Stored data

———

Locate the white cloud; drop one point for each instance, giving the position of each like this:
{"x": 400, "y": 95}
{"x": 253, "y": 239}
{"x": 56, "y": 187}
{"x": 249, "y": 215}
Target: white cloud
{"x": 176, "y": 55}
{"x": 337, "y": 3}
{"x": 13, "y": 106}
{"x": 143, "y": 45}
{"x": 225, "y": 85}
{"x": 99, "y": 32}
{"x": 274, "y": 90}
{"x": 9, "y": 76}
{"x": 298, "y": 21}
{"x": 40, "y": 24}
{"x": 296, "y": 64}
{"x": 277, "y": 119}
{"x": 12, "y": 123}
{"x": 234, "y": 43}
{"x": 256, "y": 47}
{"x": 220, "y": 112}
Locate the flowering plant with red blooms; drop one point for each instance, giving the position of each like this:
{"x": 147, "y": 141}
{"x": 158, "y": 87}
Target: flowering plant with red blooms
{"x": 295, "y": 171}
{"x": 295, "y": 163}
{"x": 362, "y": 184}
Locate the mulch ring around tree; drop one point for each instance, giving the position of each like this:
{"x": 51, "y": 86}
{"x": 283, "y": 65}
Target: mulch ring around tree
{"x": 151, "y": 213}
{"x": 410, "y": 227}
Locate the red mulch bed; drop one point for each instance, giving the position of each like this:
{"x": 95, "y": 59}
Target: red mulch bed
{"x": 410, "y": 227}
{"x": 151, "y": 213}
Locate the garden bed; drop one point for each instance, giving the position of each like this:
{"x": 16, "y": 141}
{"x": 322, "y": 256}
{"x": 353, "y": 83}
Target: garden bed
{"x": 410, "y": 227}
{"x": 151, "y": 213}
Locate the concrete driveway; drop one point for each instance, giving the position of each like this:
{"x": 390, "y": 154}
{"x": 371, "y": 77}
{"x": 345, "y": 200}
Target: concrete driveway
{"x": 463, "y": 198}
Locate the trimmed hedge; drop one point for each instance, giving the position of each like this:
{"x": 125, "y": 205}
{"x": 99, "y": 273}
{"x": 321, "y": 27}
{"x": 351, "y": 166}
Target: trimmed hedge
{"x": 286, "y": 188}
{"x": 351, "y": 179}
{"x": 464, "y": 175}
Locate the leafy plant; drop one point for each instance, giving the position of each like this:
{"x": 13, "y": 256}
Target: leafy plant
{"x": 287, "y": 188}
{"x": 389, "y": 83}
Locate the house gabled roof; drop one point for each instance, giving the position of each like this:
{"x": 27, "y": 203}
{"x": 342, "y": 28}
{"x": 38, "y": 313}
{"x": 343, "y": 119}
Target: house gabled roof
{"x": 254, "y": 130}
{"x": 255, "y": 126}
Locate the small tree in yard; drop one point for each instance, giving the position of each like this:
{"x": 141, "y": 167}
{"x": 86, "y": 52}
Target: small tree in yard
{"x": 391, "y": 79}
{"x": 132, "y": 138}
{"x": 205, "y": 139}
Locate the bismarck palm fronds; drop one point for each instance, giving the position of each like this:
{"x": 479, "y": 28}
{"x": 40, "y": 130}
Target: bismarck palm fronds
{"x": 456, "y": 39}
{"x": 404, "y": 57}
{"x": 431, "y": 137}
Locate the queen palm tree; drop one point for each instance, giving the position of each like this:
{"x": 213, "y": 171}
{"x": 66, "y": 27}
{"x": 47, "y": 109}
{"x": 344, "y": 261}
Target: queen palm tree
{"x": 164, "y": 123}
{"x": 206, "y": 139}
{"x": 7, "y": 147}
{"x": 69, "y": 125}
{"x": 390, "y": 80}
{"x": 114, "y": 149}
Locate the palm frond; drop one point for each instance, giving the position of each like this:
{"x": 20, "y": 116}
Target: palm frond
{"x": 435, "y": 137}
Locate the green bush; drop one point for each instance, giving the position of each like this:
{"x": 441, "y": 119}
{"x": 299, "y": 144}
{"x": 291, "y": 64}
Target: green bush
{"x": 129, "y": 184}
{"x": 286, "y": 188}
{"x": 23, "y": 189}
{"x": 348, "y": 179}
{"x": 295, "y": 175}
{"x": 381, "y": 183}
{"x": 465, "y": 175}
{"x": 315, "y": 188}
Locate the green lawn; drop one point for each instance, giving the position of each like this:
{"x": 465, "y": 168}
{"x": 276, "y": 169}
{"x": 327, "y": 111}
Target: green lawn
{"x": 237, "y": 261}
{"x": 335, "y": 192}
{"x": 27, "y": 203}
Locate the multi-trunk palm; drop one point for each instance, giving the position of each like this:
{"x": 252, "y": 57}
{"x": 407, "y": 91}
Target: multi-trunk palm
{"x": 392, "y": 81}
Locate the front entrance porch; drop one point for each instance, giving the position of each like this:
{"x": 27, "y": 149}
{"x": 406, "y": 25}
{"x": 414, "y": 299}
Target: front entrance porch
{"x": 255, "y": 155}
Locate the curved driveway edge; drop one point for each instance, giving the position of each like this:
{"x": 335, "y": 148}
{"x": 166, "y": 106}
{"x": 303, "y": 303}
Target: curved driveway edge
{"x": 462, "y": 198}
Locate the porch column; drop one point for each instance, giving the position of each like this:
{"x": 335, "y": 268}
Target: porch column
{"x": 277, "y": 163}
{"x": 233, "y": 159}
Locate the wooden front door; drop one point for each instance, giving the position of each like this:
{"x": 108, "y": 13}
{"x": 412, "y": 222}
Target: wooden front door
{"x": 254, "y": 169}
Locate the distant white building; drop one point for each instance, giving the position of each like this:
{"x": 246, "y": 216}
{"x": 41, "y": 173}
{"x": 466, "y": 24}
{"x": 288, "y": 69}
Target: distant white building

———

To be done
Transcribe every one of the records above verbatim, line for line.

Task result
Locate the white cloud; drop one point for each instance, giving the position of each like this:
{"x": 400, "y": 95}
{"x": 253, "y": 239}
{"x": 56, "y": 187}
{"x": 249, "y": 215}
Target: white cloud
{"x": 176, "y": 55}
{"x": 337, "y": 3}
{"x": 13, "y": 106}
{"x": 143, "y": 45}
{"x": 225, "y": 85}
{"x": 99, "y": 32}
{"x": 274, "y": 90}
{"x": 9, "y": 76}
{"x": 298, "y": 21}
{"x": 40, "y": 24}
{"x": 296, "y": 64}
{"x": 277, "y": 119}
{"x": 12, "y": 123}
{"x": 234, "y": 43}
{"x": 256, "y": 47}
{"x": 220, "y": 112}
Locate the flowering plant with red blooms; drop one point for each instance, giving the position of each like this:
{"x": 147, "y": 141}
{"x": 158, "y": 87}
Target: flowering plant with red blooms
{"x": 295, "y": 171}
{"x": 295, "y": 163}
{"x": 362, "y": 184}
Locate the mulch ring around tree; drop one point for each instance, giving the position of each like this:
{"x": 51, "y": 86}
{"x": 283, "y": 65}
Target: mulch ring around tree
{"x": 151, "y": 213}
{"x": 410, "y": 227}
Locate the red mulch bed; drop one point for each instance, giving the position of each like this:
{"x": 95, "y": 59}
Target: red mulch bed
{"x": 410, "y": 227}
{"x": 151, "y": 213}
Locate the garden bed; drop one point for each instance, giving the position of each like this:
{"x": 16, "y": 141}
{"x": 322, "y": 256}
{"x": 353, "y": 83}
Target: garden bed
{"x": 410, "y": 227}
{"x": 151, "y": 213}
Locate the concrete driveway; drop one point for each instance, giving the position of each like this:
{"x": 390, "y": 154}
{"x": 371, "y": 77}
{"x": 345, "y": 200}
Target: concrete driveway
{"x": 463, "y": 198}
Locate the trimmed hedge; drop one point for each instance, giving the position of each like this:
{"x": 125, "y": 205}
{"x": 99, "y": 273}
{"x": 321, "y": 27}
{"x": 351, "y": 166}
Target: trimmed hedge
{"x": 286, "y": 188}
{"x": 351, "y": 179}
{"x": 464, "y": 175}
Locate the leafy plant; drop one point for each instance, giving the position of each like this:
{"x": 13, "y": 256}
Target: leafy plant
{"x": 287, "y": 188}
{"x": 389, "y": 83}
Locate the house gabled roof; drop one point for each instance, giving the position of each like this:
{"x": 27, "y": 203}
{"x": 342, "y": 28}
{"x": 38, "y": 313}
{"x": 343, "y": 119}
Target: house gabled roof
{"x": 254, "y": 130}
{"x": 255, "y": 126}
Locate the small tree in yard; drop one point for each instance, giving the position of each like this:
{"x": 141, "y": 167}
{"x": 86, "y": 52}
Target: small tree in yard
{"x": 391, "y": 79}
{"x": 132, "y": 138}
{"x": 205, "y": 139}
Locate the bismarck palm fronds; drop one point for each instance, giving the position of each like this:
{"x": 479, "y": 28}
{"x": 40, "y": 130}
Target: bismarck palm fronds
{"x": 456, "y": 39}
{"x": 404, "y": 57}
{"x": 431, "y": 137}
Locate the queen palm tree; drop one point for each instance, giving the position of each like this:
{"x": 213, "y": 171}
{"x": 66, "y": 27}
{"x": 47, "y": 109}
{"x": 344, "y": 261}
Target: queen palm tree
{"x": 164, "y": 123}
{"x": 206, "y": 139}
{"x": 7, "y": 147}
{"x": 69, "y": 125}
{"x": 390, "y": 80}
{"x": 114, "y": 149}
Locate the palm frond; drop one point for each instance, giving the position of each like this:
{"x": 20, "y": 116}
Target: palm frond
{"x": 435, "y": 137}
Locate the green bush; drop one point for each instance, giving the position of each like this:
{"x": 441, "y": 119}
{"x": 299, "y": 144}
{"x": 291, "y": 64}
Target: green bush
{"x": 129, "y": 184}
{"x": 286, "y": 188}
{"x": 23, "y": 189}
{"x": 348, "y": 179}
{"x": 295, "y": 175}
{"x": 381, "y": 183}
{"x": 465, "y": 175}
{"x": 315, "y": 188}
Locate the green lawn; drop one point for each instance, giving the position of each like this:
{"x": 465, "y": 168}
{"x": 276, "y": 169}
{"x": 327, "y": 111}
Target: green lawn
{"x": 237, "y": 261}
{"x": 335, "y": 192}
{"x": 27, "y": 203}
Locate the multi-trunk palm; drop one point for each instance, giving the position of each like this:
{"x": 252, "y": 57}
{"x": 407, "y": 91}
Target: multi-trunk palm
{"x": 392, "y": 81}
Locate the front entrance porch; drop one point for each instance, giving the position of each like this:
{"x": 27, "y": 149}
{"x": 406, "y": 25}
{"x": 414, "y": 299}
Target: front entrance porch
{"x": 255, "y": 155}
Locate the curved driveway edge; drop one point for each instance, giving the position of each like this:
{"x": 335, "y": 148}
{"x": 166, "y": 106}
{"x": 303, "y": 303}
Target: curved driveway edge
{"x": 462, "y": 198}
Locate the porch column; drop one point for each instance, giving the position of each like this:
{"x": 335, "y": 268}
Target: porch column
{"x": 277, "y": 163}
{"x": 233, "y": 159}
Locate the wooden front door; drop one point for each instance, giving the position of each like this:
{"x": 108, "y": 13}
{"x": 412, "y": 222}
Target: wooden front door
{"x": 254, "y": 169}
Locate the distant white building; drop one point for each instance, giving the position of each like this:
{"x": 246, "y": 216}
{"x": 41, "y": 173}
{"x": 466, "y": 24}
{"x": 288, "y": 69}
Target: distant white building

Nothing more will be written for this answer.